[TASK DIRECTIONS]
For the string "building", search the entries below and copy every line where it appears.

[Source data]
Start of Block
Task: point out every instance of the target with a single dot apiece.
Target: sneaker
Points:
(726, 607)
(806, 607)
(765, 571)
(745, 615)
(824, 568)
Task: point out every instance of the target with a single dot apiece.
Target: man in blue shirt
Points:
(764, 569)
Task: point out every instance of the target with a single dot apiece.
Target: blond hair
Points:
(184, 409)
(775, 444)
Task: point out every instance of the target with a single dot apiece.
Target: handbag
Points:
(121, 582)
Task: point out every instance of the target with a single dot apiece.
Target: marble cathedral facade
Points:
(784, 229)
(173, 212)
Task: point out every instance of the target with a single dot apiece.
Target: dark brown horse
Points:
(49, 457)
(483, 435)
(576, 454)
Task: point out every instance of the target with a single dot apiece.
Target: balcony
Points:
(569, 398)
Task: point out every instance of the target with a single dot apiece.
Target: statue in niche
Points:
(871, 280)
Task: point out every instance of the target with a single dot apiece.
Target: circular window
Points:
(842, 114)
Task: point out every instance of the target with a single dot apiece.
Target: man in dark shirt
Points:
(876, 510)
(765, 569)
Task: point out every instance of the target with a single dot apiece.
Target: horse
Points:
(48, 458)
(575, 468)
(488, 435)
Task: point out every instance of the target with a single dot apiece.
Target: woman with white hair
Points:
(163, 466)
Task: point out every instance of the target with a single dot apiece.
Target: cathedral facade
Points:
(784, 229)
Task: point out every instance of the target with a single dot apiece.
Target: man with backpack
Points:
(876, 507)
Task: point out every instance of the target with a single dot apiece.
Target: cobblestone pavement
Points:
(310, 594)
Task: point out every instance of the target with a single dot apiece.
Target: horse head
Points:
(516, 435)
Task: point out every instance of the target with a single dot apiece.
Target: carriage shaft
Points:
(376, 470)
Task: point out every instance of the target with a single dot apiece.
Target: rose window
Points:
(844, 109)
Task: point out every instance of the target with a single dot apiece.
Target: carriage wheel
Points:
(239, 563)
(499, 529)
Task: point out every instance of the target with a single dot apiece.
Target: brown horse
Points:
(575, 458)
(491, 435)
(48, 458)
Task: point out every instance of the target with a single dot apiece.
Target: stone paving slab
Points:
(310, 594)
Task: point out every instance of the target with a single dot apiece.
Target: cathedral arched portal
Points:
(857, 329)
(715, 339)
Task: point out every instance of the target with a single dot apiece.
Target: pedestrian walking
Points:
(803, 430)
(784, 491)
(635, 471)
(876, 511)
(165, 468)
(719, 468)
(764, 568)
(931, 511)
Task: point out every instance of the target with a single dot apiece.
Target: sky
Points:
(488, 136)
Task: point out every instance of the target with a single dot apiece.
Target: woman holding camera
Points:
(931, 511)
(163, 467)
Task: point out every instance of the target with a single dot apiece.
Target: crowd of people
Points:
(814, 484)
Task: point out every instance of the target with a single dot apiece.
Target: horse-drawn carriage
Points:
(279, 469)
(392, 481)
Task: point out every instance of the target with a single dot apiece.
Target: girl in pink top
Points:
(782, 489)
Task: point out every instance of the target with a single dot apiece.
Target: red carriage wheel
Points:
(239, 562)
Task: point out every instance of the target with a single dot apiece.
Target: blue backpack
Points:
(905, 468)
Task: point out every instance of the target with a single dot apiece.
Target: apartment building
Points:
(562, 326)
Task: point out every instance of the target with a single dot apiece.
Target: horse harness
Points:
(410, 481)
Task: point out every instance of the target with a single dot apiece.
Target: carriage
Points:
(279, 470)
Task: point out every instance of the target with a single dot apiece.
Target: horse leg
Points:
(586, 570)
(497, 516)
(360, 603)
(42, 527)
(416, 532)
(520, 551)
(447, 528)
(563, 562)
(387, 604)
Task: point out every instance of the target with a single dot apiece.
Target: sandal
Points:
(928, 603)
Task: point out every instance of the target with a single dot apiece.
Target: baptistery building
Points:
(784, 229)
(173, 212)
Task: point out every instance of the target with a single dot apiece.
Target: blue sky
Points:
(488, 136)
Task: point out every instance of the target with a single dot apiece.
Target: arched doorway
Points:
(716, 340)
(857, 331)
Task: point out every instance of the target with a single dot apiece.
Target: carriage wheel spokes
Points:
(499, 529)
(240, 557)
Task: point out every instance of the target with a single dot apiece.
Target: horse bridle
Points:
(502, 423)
End of Block
[RESPONSE TO THIS TASK]
Target: apartment building
Target: baptistery building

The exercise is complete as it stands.